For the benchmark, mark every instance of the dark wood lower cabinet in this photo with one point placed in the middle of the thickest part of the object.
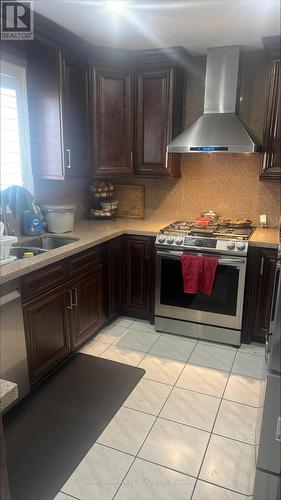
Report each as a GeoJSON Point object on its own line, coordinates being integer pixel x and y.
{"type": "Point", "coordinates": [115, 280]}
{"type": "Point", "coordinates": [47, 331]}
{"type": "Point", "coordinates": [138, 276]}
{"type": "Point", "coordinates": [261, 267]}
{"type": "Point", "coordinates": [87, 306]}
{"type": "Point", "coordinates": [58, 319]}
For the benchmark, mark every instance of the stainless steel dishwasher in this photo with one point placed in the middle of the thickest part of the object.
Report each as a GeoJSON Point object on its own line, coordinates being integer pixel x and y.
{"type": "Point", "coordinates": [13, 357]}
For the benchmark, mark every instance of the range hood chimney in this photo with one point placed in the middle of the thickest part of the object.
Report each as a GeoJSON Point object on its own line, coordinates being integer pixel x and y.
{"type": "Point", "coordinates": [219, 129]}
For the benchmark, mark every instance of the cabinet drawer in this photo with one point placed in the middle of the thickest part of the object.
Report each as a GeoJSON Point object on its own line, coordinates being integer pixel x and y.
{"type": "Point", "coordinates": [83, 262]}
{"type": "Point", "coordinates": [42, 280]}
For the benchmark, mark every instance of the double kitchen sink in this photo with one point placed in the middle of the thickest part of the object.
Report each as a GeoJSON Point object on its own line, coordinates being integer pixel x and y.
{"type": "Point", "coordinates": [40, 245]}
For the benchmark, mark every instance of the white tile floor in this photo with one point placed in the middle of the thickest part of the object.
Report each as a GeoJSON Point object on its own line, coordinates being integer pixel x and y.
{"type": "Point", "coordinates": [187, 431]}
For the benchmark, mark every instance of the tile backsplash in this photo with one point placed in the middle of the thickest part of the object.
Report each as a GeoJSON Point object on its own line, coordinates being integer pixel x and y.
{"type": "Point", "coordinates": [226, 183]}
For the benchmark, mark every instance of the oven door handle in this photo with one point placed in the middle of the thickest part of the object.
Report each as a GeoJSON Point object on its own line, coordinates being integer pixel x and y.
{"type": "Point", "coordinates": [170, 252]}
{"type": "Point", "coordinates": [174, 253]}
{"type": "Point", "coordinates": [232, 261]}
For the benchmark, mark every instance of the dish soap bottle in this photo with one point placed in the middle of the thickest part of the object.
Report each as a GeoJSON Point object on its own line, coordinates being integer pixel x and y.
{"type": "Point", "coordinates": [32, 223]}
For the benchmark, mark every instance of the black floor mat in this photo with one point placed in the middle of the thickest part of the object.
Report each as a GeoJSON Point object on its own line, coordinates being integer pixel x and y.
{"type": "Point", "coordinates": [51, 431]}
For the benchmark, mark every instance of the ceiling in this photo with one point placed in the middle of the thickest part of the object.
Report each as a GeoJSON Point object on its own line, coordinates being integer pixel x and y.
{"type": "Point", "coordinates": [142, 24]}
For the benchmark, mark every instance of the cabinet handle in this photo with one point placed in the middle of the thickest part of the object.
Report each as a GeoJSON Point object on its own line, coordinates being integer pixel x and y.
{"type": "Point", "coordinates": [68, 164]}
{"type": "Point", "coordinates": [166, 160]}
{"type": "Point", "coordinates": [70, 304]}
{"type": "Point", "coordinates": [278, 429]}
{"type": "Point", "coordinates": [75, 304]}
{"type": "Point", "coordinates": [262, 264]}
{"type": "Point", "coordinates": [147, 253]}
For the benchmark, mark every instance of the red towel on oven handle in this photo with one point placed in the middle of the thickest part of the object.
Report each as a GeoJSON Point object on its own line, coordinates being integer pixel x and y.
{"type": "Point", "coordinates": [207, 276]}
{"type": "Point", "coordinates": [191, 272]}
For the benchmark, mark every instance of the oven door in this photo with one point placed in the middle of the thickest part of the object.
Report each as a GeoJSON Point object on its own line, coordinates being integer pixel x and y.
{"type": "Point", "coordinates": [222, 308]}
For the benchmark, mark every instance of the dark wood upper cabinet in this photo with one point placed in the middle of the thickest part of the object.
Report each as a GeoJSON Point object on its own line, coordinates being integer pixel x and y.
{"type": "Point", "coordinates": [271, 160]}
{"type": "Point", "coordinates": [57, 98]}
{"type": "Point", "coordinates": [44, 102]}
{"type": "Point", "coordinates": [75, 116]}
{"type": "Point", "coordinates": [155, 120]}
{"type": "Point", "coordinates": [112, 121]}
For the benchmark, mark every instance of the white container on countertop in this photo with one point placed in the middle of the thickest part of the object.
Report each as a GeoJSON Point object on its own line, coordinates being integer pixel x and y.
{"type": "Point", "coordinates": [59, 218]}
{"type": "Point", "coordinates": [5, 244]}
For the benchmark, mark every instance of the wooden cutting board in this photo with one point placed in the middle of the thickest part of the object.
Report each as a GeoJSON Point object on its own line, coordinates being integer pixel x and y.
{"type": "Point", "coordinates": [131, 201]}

==

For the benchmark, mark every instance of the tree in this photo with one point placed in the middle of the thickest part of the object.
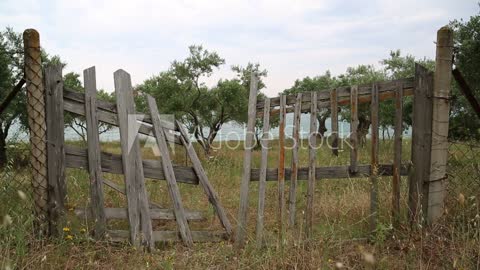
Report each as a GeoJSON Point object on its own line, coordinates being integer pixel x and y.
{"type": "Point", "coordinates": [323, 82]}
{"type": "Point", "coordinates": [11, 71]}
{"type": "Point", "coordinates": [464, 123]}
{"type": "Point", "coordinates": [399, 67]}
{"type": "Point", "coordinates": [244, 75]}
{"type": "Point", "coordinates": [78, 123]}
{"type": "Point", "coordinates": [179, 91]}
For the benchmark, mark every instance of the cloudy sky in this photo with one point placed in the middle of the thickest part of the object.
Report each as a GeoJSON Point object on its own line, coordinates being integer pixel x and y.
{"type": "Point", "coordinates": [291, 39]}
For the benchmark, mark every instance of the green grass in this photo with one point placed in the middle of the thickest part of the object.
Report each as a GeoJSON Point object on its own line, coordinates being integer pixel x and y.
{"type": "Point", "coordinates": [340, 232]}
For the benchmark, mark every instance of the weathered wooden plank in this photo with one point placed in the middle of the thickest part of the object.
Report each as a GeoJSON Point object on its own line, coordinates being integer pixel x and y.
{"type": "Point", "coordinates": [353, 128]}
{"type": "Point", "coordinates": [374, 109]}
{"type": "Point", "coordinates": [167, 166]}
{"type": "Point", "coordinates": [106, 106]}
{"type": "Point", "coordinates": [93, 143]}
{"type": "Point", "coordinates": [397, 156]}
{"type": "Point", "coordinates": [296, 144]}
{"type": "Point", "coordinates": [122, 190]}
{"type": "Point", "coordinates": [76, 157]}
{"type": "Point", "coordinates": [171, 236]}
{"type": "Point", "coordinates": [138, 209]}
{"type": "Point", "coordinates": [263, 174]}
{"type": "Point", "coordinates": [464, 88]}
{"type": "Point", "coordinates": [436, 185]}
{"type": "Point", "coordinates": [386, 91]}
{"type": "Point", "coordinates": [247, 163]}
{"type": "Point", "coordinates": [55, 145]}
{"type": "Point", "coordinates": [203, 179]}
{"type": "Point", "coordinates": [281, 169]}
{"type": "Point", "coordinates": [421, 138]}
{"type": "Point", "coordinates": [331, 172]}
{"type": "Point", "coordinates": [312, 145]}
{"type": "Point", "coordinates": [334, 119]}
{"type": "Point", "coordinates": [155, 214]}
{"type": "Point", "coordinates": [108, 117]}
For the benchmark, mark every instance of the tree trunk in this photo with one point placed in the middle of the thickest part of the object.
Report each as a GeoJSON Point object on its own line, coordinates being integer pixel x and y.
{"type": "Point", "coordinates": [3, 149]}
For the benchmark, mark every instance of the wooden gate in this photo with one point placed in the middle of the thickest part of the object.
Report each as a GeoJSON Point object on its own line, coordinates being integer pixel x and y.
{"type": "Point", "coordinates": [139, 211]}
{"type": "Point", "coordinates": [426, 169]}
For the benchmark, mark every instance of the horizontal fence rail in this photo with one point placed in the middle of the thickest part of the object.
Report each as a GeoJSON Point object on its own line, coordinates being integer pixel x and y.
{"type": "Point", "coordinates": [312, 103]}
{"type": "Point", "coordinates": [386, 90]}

• Given exercise: Count the lines in the data above that contain the string "oven", matching case exactly, and reply with only that number.

• Exercise solution: 3